-- begin Data provided --

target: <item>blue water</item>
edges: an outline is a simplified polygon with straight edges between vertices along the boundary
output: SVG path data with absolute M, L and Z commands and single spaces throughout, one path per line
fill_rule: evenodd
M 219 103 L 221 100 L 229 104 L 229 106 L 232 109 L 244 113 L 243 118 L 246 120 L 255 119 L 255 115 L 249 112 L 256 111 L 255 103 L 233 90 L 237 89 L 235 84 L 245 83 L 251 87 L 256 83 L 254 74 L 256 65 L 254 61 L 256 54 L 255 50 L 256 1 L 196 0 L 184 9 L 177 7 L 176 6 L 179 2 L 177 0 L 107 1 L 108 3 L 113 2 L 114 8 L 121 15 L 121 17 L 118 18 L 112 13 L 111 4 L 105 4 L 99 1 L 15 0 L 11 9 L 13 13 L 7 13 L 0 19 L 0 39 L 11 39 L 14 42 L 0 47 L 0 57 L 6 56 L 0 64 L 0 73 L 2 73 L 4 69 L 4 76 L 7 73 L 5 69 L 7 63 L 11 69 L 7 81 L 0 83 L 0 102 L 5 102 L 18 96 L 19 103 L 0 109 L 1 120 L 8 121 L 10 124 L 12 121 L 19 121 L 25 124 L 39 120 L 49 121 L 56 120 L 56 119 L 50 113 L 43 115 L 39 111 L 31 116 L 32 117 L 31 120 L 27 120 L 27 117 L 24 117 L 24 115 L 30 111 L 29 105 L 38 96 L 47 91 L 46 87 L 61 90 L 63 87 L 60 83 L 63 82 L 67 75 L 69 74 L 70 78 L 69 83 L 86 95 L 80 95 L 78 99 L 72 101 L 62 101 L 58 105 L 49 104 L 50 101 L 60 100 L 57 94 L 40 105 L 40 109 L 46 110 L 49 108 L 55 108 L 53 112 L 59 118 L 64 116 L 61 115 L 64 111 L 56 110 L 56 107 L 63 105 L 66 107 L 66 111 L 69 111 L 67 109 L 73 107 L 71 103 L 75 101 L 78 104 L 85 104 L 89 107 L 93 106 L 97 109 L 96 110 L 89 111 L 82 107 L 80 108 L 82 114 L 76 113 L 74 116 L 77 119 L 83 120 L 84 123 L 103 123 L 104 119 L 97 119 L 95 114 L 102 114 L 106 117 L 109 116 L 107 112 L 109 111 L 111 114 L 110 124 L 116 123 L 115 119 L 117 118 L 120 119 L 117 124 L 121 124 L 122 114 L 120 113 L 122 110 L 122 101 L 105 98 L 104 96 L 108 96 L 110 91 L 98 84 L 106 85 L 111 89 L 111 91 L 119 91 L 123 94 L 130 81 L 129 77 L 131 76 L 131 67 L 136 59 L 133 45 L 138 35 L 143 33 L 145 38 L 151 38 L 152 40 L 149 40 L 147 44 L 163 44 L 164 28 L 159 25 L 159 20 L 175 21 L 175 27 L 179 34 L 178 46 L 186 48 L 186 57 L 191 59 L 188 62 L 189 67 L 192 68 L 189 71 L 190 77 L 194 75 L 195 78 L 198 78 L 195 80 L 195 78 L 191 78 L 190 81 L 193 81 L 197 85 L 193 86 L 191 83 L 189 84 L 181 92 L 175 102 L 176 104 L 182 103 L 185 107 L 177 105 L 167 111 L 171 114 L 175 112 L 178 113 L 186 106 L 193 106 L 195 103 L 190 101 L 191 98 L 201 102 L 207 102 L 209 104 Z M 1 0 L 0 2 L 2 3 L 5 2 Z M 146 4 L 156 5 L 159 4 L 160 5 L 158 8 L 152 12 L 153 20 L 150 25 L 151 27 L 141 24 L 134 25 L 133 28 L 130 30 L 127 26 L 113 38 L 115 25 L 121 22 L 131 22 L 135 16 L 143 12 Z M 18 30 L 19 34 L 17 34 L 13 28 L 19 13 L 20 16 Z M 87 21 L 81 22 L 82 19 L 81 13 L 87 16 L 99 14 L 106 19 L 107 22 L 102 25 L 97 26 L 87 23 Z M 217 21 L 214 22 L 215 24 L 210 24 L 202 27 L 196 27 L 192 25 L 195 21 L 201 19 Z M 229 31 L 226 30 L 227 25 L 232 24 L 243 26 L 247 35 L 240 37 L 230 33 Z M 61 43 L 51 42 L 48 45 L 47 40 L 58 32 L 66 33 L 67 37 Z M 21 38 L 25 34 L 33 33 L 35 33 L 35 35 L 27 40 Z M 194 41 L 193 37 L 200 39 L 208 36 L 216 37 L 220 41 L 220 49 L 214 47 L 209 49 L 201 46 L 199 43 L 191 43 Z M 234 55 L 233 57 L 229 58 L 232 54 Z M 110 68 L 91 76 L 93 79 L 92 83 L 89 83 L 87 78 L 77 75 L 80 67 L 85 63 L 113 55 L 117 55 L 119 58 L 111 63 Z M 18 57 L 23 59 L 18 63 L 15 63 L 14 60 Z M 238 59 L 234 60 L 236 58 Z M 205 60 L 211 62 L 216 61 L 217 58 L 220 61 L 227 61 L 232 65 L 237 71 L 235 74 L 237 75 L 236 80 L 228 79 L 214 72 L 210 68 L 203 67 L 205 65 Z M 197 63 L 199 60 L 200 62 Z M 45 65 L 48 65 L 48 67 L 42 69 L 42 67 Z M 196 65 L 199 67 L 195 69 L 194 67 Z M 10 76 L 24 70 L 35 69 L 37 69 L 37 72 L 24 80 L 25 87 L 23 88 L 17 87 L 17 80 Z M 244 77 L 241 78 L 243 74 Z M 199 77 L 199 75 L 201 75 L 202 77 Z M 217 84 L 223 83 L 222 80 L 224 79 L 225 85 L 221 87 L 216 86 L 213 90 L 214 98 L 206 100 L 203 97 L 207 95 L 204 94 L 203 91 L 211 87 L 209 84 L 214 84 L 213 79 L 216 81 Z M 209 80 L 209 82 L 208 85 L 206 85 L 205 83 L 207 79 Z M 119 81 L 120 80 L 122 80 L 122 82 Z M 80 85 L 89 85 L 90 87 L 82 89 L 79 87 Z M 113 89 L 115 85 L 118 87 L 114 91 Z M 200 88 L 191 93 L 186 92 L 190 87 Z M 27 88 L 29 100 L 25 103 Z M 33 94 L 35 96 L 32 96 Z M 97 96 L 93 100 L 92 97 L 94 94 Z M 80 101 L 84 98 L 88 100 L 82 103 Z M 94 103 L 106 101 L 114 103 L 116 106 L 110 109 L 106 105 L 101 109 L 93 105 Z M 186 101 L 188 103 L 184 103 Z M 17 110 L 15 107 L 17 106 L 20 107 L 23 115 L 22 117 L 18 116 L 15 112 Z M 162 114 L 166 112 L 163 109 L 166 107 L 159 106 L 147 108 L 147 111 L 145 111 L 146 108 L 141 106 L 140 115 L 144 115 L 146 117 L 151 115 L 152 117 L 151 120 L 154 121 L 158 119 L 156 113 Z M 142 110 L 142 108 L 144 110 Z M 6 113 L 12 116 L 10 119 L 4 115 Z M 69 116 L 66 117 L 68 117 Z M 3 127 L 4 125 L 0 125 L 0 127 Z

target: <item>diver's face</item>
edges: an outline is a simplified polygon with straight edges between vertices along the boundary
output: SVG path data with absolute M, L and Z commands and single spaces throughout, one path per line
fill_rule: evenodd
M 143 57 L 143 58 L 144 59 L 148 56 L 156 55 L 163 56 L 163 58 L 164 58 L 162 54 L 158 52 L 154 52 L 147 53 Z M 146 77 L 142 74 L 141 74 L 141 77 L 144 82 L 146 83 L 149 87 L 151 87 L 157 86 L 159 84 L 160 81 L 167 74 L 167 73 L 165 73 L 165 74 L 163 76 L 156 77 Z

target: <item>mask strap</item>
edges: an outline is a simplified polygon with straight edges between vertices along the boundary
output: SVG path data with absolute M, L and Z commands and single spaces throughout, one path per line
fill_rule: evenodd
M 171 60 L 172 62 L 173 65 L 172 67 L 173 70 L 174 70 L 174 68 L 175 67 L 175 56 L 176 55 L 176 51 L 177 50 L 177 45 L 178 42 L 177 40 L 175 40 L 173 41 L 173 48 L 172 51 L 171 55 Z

-- end Data provided --

**Task details:** Reproduce the lines between the line holding "target: <item>diver's face</item>" and the line holding "M 143 57 L 143", inclusive, substituting "nonzero" for "evenodd" and leaving everything else unchanged.

**Result:**
target: <item>diver's face</item>
edges: an outline is a simplified polygon with straight edges between vertices along the boundary
output: SVG path data with absolute M, L and Z commands and single spaces throughout, one path per line
fill_rule: nonzero
M 143 57 L 143 58 L 144 59 L 148 56 L 156 55 L 163 56 L 163 58 L 164 58 L 162 54 L 158 52 L 154 52 L 147 53 Z M 146 77 L 142 74 L 141 74 L 141 77 L 144 82 L 146 83 L 149 87 L 151 87 L 157 86 L 159 84 L 160 81 L 167 74 L 167 73 L 165 73 L 165 74 L 163 76 L 156 77 Z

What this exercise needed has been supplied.